#### СТРАНИЦА
Во Франкфурте я встретил издательского служащего, производившего впечатление довольно грубого, вместе с тем казавшегося несколько неуверенным и неуклюжим и одновременно деловитым и честолюбивым. Кто-то сказал мне, что это ученик Петера Зуркампа, возможно, с большим будущим. Из визитной карточки моего собеседника явствовало, что у него есть степень доктора. Я спросил его, Зигфрида Унзельда, на какую тему он защищал диссертацию. Когда имеешь дело с гуманитариями, из такого вопроса всегда возникает желанная тема для беседы, оказывающая самое лучшее воздействие на настроение, так как тот, к кому обращен вопрос, может высказаться, не испытывая затруднений. Молодой и крепкий помощник Петера Зуркампа назвал свою тему — Герман Гессе. Через мгновение между нами началась темпераментная беседа.

Все было очень приятно, пока черт меня не дернул заметить, что Гессе, говоря о политических вопросах, подчас обнаруживает досадную, нет, прямо-таки обезоруживающую наивность. Хотя его, на мой взгляд, поистине роковой роман «Демиан» появился в 1919 году, когда НСДАП еще и в помине не было, он содержит важные мотивы, которые могут быть поняты как нацистские или превратно истолкованы в этом смысле. Конечно, Унзельд не хотел подобного и слышать, он запротестовал с нарастающей решимостью.

#### ЗАДАНИЕ 1
Перепишите все строки листинга вместе с запросами, сместив на -39 каждое число в координатах точек.
Текст и листинг между собой никак не связаны.

#### ДАННЫЕ УПРАЖНЕНИЯ
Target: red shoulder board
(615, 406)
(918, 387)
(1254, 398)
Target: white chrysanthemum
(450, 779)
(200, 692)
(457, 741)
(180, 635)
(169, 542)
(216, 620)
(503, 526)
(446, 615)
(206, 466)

#### ЗАДАНИЕ 2
Извлеките из текста о встрече с Унзельдом дословный фрагмент от «Во Франкфурте я» до «началась темпераментная беседа.».

#### ПИСЬМЕННЫЙ ОТВЕТ 1
Target: red shoulder board
(576, 367)
(879, 348)
(1215, 359)
Target: white chrysanthemum
(411, 740)
(161, 653)
(418, 702)
(141, 596)
(130, 503)
(177, 581)
(464, 487)
(407, 576)
(167, 427)

#### ПИСЬМЕННЫЙ ОТВЕТ 2
Во Франкфурте я встретил издательского служащего, производившего впечатление довольно грубого, вместе с тем казавшегося несколько неуверенным и неуклюжим и одновременно деловитым и честолюбивым. Кто-то сказал мне, что это ученик Петера Зуркампа, возможно, с большим будущим. Из визитной карточки моего собеседника явствовало, что у него есть степень доктора. Я спросил его, Зигфрида Унзельда, на какую тему он защищал диссертацию. Когда имеешь дело с гуманитариями, из такого вопроса всегда возникает желанная тема для беседы, оказывающая самое лучшее воздействие на настроение, так как тот, к кому обращен вопрос, может высказаться, не испытывая затруднений. Молодой и крепкий помощник Петера Зуркампа назвал свою тему — Герман Гессе. Через мгновение между нами началась темпераментная беседа.